Problem statement
From the parenting discussion below about a nine-year-old's unhappiness with her looks, return word for word everything from "My 13yo went" down to "experience for me.".

Given text
_ _ _
[email protected]

Hi,

My nine year old daughter is having fits about her looks. She is larger than most of her friends, unhappy with how clothes fit and all around down. She went to a sleepover this weekend and I think she had a tough time. Of the 6 girls there, she is about 6 inches taller and 20 lbs heavier than the rest. She has been crying most this am. I know part is she is tired, but this idea of a skinnier body has come up alot lately in conversation. So moms and dads, help me come up with the things to say and not say as I hold my baby while she talls me how she doesn't like her looks.

Mary H.

Joanna Wilkinson

--- In [email protected], maryfhickman@j... wrote:
> Hi,
>
> My nine year old daughter is having fits about her looks. She is
larger than most of her friends, unhappy with how clothes fit and
all around down. She went to a sleepover this weekend and I think
she had a tough time. Of the 6 girls there, she is about 6 inches
taller and 20 lbs heavier than the rest. She has been crying most
this am. I know part is she is tired, but this idea of a skinnier
body has come up alot lately in conversation. So moms and dads, help
me come up with the things to say and not say as I hold my baby
while she talls me how she doesn't like her looks.
>
> Mary H.

My 13yo went (is going) through this. She's getting more and more
self assured as she gets older. At 9 and 10 she was very unhappy
about her height (short) and weight. The height issue was easier
for me to deal with, because there is really nothing you can do
about it but learn to accept it as who you are. Talking about that
and finding the positives was what we did. Now that she is 13 and
has a more womanly figure and doesn't get assumed to be 3 to 4 years
younger than what she is, she likes the uniqueness of her height.
Her weight is a harder issue for me to deal with, because it is
something I deal with and have dealt with since I was about 16.
I haven't always had a healthy attitude about it, and trying to help
her find her way to happiness with this issue is a learning
experience for me.
We talk about all of this together. She has complete control of
what she eats, and giving her that control has helped so much with
her finding her self control/motivation with food and exercise. She
had to decide what is important for her. This society makes a huge
deal about weight with health issues to looking "right". There is a
lot of good information out there and a lot of harmful, negative
views. In discussing these issues we have both come to conclusions
that feel right for us.
_ _ _
Data shown
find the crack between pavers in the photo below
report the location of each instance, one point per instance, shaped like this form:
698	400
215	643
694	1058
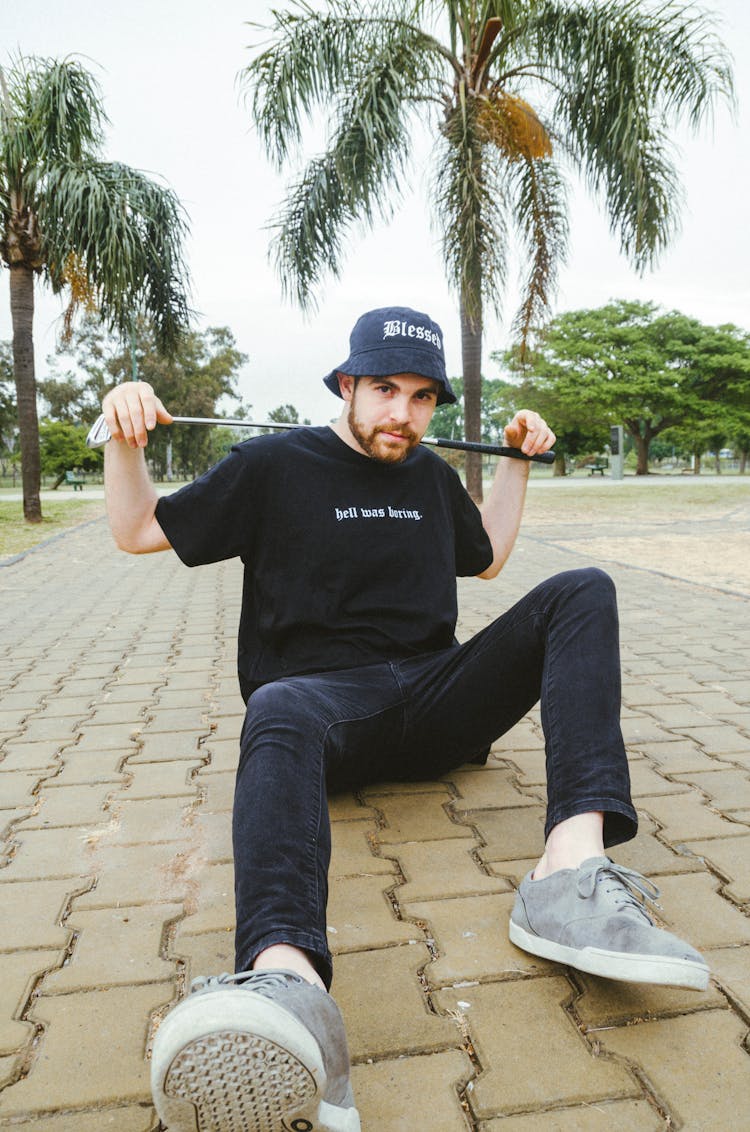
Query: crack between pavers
595	1049
29	1052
_ _ _
Finished task
My 13yo went (is going) through this. She's getting more and more
self assured as she gets older. At 9 and 10 she was very unhappy
about her height (short) and weight. The height issue was easier
for me to deal with, because there is really nothing you can do
about it but learn to accept it as who you are. Talking about that
and finding the positives was what we did. Now that she is 13 and
has a more womanly figure and doesn't get assumed to be 3 to 4 years
younger than what she is, she likes the uniqueness of her height.
Her weight is a harder issue for me to deal with, because it is
something I deal with and have dealt with since I was about 16.
I haven't always had a healthy attitude about it, and trying to help
her find her way to happiness with this issue is a learning
experience for me.